April 22-May 1, 2016
The Jazzkaar festival has been an annual event in Tallinn, Estonia, since 1990, when Soviet dominance was crumbling. Its roots lie in the original 1966 and '67 jazz festivals, before these were banned by those Russian occupiers. Surely the presence of honorary hippie Charles Lloyd
, on a ground-breaking Eastern Bloc tour might have been a factor? Jazzkaar's artistic director Anne Erm was involved in those first two 1960s festivals, and has continued her influential role until the present day.
Tallinn is a peaceful, scenic city, nestled next to Russia, at the edge of the Baltic Sea. Its Old Town is a strong attraction for tourists, but the festival itself inhabits the cultural centre of Telliskivi Creative City, a converted factory site, populated by arty bars and cafés. This is only the second year that Jazzkaar has inhabited this complex. Most of the gigs during the festival's 10-days take place here, alternating between the larger (Vaba Lava) and smaller (Punane Maja) stages, in adjacent buildings.
The majority of artists hailed from the USA and Estonia itself, but there were also individual representatives from the UK, Norway, Russia, Cuba, Lebanon and Germany. A particular joy of Jazzkaar is the contrast between global stars and indigenous acts, unfamiliar to most outsiders. So far, Estonian jazz is nowhere near as well-travelled as, for instance, the heavily-exported artists of Norway.
A couple of UK acts took care of the electronically-orientated groove-pulsation zones, with Hidden Orchestra appearing late on the opening night, led by bassist and knob-twiddler Joe Acheson. They surely played beyond their allotted set-length as sloping beats gathered the crowd nearer, sinking into a seductive stream of electro-acoustic marrying, with violinist Poppy Ackroyd bringing unlikely tones to the spread. If the Hidden folks were sneaky in their audience wooing, keyboardist Mark De Clive-Lowe opted for a more bombastic attack, his current largely London-based Church band being the hardest he's ever gathered together. Sometimes, this Los Angeles-dwelling New Zealander can err on the side of mainstream soul or funk, too obviously aiming for crossover success, but with saxophonist and flautist Finn Peters prominently featured, De Clive-Lowe is spotlighting a groove toughness that sheds any lightness, aiming to gore the deep guts. His choice of Tawiah as singer also lends an edge to the proceedings, with her understated, slinky syllable-tripping avoiding any soul-hysterics. This was another extended set, but the Church combo were possessed by a gripping urgency, quaking under their own momentum.

--------------------------------------------------

▸ **WHAT THE EXERCISE ASKS**
Please answer these questions from the Jazzkaar review, one per line:
(a) Since what year has Jazzkaar been held every year in Tallinn?
(b) What are the names of the larger and smaller festival stages at Telliskivi Creative City?
(c) Which singer did Mark De Clive-Lowe choose for his Church band?

▸ **INFORMATION SHOWN**
--------------------------------------------------

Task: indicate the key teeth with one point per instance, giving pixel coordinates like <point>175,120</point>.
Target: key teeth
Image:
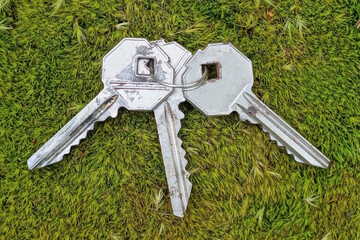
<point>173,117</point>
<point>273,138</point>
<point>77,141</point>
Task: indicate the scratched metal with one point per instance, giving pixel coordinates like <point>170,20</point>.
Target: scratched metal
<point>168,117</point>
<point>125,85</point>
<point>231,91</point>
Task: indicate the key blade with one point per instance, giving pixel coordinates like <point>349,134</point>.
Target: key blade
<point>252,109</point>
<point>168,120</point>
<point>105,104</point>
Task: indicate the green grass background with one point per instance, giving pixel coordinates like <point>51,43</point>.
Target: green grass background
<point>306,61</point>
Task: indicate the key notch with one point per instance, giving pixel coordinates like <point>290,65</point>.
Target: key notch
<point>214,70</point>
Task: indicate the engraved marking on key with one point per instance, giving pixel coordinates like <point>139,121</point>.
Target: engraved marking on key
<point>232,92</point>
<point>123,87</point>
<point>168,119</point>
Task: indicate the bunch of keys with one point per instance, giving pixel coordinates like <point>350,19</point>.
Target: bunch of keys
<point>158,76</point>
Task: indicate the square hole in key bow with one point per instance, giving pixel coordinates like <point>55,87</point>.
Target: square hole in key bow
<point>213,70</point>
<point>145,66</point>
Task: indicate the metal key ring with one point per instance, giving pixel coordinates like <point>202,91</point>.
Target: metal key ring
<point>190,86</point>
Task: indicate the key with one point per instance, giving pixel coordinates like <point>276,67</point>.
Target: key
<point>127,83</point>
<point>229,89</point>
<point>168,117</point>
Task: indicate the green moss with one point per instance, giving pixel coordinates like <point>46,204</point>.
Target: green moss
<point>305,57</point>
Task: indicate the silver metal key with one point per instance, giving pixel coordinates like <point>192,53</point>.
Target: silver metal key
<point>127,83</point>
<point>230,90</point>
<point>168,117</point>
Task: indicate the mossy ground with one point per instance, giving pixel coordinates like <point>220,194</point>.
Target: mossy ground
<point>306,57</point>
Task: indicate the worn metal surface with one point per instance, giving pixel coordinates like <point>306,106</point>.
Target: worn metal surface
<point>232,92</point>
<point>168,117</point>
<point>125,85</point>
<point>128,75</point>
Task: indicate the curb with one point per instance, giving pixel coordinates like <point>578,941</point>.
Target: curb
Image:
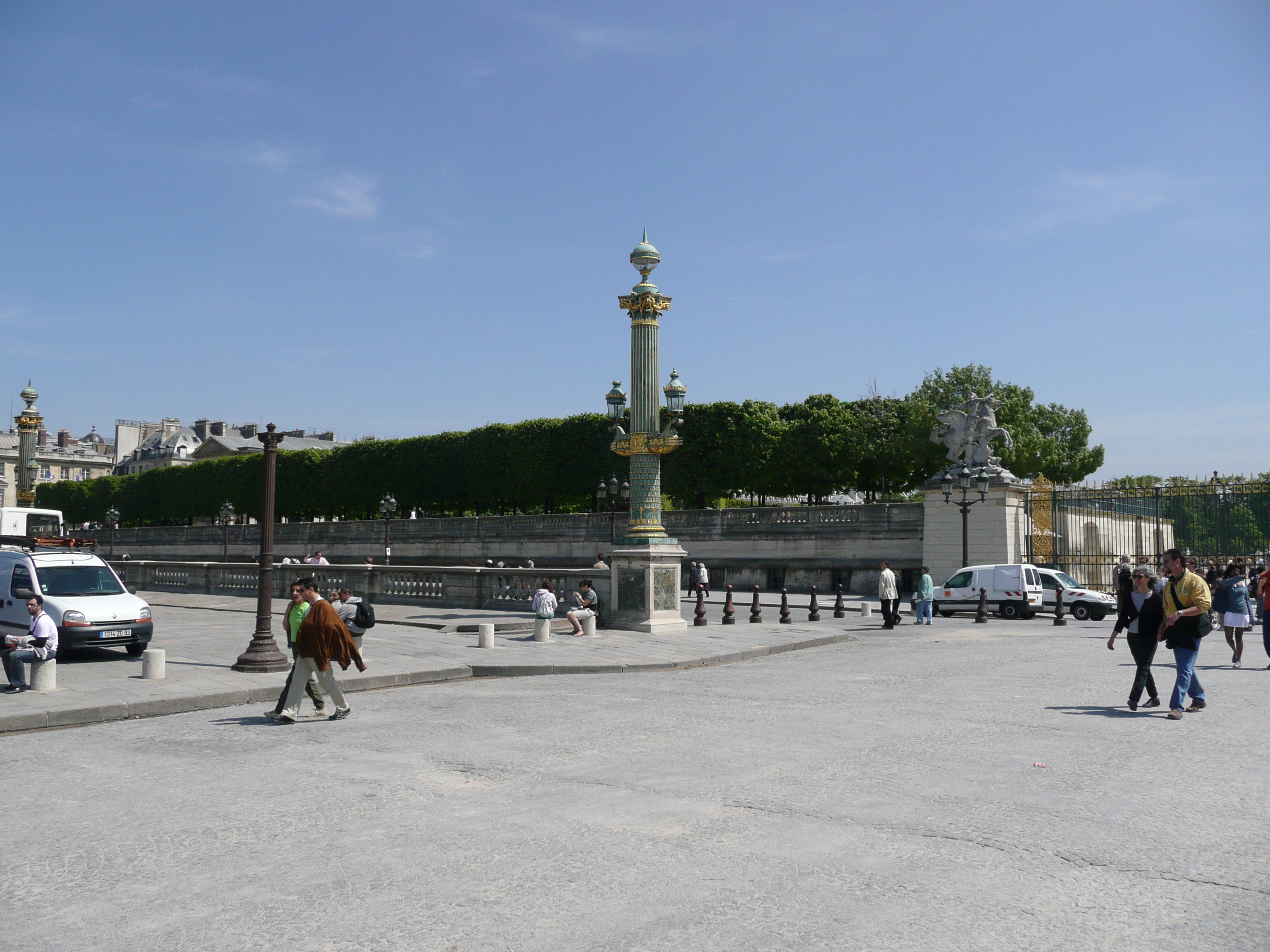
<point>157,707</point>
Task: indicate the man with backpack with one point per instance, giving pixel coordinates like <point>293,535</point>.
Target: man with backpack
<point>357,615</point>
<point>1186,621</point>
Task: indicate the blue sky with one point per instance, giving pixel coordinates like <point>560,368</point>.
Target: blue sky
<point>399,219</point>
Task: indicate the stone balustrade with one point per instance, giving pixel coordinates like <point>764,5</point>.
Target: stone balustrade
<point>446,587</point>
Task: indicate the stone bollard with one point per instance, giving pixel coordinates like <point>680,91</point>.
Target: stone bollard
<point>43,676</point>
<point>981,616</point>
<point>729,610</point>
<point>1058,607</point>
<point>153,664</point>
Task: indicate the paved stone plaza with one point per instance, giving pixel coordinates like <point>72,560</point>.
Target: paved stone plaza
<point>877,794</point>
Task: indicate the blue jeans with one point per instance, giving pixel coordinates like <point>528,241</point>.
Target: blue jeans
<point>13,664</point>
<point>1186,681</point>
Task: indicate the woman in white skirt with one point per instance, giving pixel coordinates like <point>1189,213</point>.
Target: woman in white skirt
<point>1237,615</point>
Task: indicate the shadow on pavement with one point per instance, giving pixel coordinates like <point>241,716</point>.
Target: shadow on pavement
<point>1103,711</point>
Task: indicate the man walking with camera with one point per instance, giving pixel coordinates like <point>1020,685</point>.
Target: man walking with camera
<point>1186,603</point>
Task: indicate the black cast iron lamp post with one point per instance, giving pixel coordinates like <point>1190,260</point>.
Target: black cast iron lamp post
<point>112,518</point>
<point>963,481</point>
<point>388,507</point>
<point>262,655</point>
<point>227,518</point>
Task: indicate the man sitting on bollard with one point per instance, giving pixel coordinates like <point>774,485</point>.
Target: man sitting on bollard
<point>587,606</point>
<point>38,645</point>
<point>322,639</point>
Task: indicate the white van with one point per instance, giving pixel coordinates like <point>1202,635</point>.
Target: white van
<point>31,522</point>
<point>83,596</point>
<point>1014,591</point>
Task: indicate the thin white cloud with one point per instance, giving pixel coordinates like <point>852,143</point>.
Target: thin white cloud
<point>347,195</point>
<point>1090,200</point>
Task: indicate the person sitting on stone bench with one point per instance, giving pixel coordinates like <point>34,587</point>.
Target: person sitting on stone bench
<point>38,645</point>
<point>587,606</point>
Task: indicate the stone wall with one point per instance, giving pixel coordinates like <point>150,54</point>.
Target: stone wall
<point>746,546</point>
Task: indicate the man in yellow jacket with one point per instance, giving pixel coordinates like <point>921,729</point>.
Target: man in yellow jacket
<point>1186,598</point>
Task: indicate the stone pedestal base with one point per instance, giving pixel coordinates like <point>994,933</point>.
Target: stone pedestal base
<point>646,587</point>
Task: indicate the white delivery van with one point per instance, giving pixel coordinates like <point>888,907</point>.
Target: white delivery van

--------------------------------------------------

▸ **SOLUTION FOR THIS PROBLEM**
(a) 1990
(b) Vaba Lava is the larger stage and Punane Maja the smaller.
(c) Tawiah